No. 95-2555.

87 F.3d 457 (1996)

FLORIDA LEAGUE OF PROFESSIONAL LOBBYISTS, INC., Plaintiff-Appellant, v. William N. MEGGS, as State Attorney for the Second Judicial Circuit of Florida, Defendant-Appellee.

United States Court of Appeals, Eleventh Circuit.

July 9, 1996.

Attorney(s) appearing for the Case

Barry Richard, Greenberg, Traurig, Hoffman, Lipoff, Rosen & Quentel, Tallahassee, FL, for appellant.

Louis F. Hubener, Office of the Attorney General, Tallahassee, FL, for appellee.

Before EDMONDSON and DUBINA, Circuit Judges, and LOGAN, Senior Circuit Judge.

EDMONDSON, Circuit Judge:

Florida, like every other state in the union,1 has enacted legislation regulating the conduct of those who "lobby" the state's legislative or executive officials. This appeal requires us to determine whether Chap. 93-121, Laws of Florida, is unconstitutional so far as it requires extensive disclosure by lobbyists and their principals and bars lobbyists from receiving fees contingent on their success in affecting legislative or executive outcomes. We hold that Florida's disclosure requirements survive the facial challenge that Appellant brings today. And, we uphold the ban on contingency-fee lobbying despite whatever doubts recent cases may have cast on its constitutionality. About the contingency fee, we deem ourselves to be bound by some old pronouncements of the Supreme Court; and we lack the power to overrule these pronouncements, even if more recent cases suggest that the Supreme Court might someday reach a result contrary to the one we reach today.

Problem description
Continue the court opinion on Florida's lobbying law, picking up right after its final sentence.

Coordinate annotation entries
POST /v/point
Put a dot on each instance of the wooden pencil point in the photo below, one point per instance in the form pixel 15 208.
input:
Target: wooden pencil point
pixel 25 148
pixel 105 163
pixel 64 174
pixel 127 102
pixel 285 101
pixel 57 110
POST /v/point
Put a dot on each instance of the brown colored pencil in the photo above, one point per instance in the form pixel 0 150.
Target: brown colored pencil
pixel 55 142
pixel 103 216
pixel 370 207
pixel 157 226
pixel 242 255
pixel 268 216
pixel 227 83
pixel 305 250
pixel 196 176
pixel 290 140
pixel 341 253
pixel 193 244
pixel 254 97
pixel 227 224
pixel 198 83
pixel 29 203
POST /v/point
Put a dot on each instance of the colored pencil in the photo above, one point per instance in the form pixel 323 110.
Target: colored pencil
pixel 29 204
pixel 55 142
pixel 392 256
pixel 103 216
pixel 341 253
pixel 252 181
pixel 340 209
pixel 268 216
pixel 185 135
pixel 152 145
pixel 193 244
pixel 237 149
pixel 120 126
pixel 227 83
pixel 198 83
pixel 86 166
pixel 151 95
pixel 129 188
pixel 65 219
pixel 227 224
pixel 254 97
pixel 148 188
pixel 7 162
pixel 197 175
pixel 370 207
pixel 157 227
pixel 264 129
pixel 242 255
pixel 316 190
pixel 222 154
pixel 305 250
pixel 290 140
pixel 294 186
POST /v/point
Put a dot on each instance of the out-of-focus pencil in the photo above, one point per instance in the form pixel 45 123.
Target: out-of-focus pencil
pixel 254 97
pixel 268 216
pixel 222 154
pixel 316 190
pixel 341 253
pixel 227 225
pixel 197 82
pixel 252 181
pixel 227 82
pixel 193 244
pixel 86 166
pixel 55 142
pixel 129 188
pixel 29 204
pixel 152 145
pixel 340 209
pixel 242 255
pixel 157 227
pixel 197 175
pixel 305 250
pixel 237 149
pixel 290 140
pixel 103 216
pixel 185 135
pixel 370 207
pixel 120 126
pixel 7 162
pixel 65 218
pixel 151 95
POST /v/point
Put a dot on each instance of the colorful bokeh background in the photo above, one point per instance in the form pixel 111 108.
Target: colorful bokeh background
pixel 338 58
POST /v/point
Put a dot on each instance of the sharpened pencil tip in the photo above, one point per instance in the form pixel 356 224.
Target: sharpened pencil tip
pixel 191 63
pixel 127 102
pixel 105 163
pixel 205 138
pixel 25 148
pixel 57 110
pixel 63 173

Output of the exercise
Appellant is an organization of professional lobbyists. The lobbyist-members contend the disclosure and contingency-fee provisions of the statute violate their constitutional rights and assert that they fear imminent reprisal.

The legislation challenged here, Chapter 93-121 of the Laws of Florida, amended the provisions of Fla.Stats. §§ 11.045 and 112.3215. Those provisions define "Lobbying," "Lobbyist," and "Principal." As amended, the sections provide that a lobbyist hired by a principal shall disclose all lobbying expenditures, whether made by the lobbyist or by the principal, and the source of funds for all such expenditures. See id. § 11.045(3)(a). In addition, the statute requires disclosure of expenditures by category, and provides a non-exclusive list of categories: "food and beverages, entertainment, research, communication, media advertising, publications, travel, and lodging." Id. Furthermore, the Florida legislature has provided for an administrative procedure, so that persons in doubt about the precise operation of the statute may, in writing, seek clarification of the intended reach of the statutes. Id. § 11.045(4). As noted, the statute also precludes would-be lobbyists from exchanging their services for an award contingent on legislative outcome. See id. § 11.047.

The League does not argue that the statute has been unconstitutionally applied to penalize its members. And, from the record, nothing indicates that any member of the League has requested an advisory opinion as provided for in the statute. The only contentions are that the statute is overbroad and, therefore, facially invalid in its disclosure provisions and that the contingency-fee ban is unconstitutional in the light of recent Supreme Court precedent. After the parties proffered extensive documentary evidence, the district court granted summary judgment in favor of the state.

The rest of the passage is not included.